■ **Problem statement**:
Return the lines of the data below in which the string "picture" occurs.

■ **Extracted entries**:
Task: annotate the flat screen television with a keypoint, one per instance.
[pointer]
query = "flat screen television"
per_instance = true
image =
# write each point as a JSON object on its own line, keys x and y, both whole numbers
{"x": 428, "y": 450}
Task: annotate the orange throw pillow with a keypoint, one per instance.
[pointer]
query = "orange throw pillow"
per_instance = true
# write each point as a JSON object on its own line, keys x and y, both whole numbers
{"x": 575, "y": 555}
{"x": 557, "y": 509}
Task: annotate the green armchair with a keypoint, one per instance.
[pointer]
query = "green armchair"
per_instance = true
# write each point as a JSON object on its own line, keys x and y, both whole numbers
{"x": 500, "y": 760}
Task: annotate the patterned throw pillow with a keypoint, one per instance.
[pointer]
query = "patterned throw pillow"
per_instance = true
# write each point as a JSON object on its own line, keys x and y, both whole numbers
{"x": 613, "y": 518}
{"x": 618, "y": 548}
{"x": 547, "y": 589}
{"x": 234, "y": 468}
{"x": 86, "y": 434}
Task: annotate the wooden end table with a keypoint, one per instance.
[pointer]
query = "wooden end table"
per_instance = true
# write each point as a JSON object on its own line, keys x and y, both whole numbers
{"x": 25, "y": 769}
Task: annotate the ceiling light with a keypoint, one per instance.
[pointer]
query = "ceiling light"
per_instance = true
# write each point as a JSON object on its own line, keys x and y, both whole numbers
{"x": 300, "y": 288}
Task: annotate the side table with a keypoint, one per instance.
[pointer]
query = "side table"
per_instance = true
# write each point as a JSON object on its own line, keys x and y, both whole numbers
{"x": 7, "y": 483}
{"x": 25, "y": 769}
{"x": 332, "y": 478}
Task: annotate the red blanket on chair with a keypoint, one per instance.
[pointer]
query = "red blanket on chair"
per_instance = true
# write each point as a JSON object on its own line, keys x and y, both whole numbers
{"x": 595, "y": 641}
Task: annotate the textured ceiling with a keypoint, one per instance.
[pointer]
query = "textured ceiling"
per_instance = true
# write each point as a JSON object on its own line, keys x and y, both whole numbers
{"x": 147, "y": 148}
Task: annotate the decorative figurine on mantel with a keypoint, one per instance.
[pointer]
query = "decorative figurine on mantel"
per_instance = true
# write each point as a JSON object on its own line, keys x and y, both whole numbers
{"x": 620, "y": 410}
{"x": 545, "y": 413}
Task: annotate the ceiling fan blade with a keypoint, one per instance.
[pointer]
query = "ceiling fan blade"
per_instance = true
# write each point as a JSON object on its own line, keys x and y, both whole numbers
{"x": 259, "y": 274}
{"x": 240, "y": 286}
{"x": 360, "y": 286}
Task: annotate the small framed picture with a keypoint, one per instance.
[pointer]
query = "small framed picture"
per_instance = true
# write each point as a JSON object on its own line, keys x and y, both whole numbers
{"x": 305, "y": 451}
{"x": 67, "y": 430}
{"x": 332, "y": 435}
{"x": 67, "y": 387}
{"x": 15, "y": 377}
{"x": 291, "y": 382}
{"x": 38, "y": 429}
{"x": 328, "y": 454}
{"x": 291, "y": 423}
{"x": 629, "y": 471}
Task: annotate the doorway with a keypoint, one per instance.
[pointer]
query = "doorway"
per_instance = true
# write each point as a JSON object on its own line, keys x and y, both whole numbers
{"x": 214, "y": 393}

...

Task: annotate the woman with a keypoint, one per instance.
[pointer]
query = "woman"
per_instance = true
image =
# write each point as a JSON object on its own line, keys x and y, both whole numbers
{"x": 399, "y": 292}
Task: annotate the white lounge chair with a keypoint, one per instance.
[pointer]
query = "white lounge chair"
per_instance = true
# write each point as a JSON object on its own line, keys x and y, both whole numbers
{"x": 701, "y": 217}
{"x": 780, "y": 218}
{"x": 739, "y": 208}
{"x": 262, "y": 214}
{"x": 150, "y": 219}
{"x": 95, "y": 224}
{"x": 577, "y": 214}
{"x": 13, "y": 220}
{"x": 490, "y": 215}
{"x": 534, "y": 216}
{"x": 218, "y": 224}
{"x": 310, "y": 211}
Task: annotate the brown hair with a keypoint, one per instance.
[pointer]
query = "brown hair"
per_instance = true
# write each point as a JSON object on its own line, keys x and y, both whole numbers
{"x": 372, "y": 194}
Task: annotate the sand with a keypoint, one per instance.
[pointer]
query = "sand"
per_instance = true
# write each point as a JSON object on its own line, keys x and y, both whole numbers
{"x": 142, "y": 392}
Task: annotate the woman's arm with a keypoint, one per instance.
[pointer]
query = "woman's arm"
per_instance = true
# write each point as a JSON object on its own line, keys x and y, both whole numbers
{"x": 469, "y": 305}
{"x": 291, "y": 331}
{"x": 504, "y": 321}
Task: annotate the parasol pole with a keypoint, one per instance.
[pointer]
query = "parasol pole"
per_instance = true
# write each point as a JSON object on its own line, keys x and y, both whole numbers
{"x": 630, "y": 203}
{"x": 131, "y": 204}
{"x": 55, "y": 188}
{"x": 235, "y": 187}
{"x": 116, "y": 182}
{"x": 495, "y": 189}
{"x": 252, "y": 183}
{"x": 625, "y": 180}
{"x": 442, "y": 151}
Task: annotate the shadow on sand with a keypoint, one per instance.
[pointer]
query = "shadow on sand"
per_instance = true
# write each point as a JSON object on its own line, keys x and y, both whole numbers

...

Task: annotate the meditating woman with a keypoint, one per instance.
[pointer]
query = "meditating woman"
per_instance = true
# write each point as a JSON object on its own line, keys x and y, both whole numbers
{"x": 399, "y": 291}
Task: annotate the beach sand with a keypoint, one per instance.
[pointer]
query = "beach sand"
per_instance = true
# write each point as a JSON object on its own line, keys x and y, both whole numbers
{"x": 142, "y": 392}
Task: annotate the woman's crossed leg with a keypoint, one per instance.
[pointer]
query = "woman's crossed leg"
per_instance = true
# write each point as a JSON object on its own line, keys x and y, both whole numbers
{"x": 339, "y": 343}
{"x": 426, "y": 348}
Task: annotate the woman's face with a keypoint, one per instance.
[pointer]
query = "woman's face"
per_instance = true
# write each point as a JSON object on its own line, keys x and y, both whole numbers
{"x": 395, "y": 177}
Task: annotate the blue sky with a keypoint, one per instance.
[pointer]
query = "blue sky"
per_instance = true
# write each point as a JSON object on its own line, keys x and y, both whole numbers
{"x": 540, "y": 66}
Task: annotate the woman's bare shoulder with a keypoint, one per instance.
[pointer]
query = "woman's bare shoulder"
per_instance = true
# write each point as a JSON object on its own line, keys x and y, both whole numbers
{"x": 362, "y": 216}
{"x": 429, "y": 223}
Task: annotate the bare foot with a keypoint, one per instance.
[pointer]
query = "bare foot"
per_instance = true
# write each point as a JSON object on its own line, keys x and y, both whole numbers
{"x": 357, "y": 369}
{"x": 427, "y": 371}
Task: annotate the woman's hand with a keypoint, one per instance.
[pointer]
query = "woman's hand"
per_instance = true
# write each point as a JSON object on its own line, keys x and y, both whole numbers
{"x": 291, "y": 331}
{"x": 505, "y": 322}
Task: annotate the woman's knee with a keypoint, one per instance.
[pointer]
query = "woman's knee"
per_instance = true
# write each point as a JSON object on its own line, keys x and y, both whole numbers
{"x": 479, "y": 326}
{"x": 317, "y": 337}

■ **Answer to the exercise**:
Task: annotate the small framed picture with a keypoint, one per instance.
query = "small framed picture"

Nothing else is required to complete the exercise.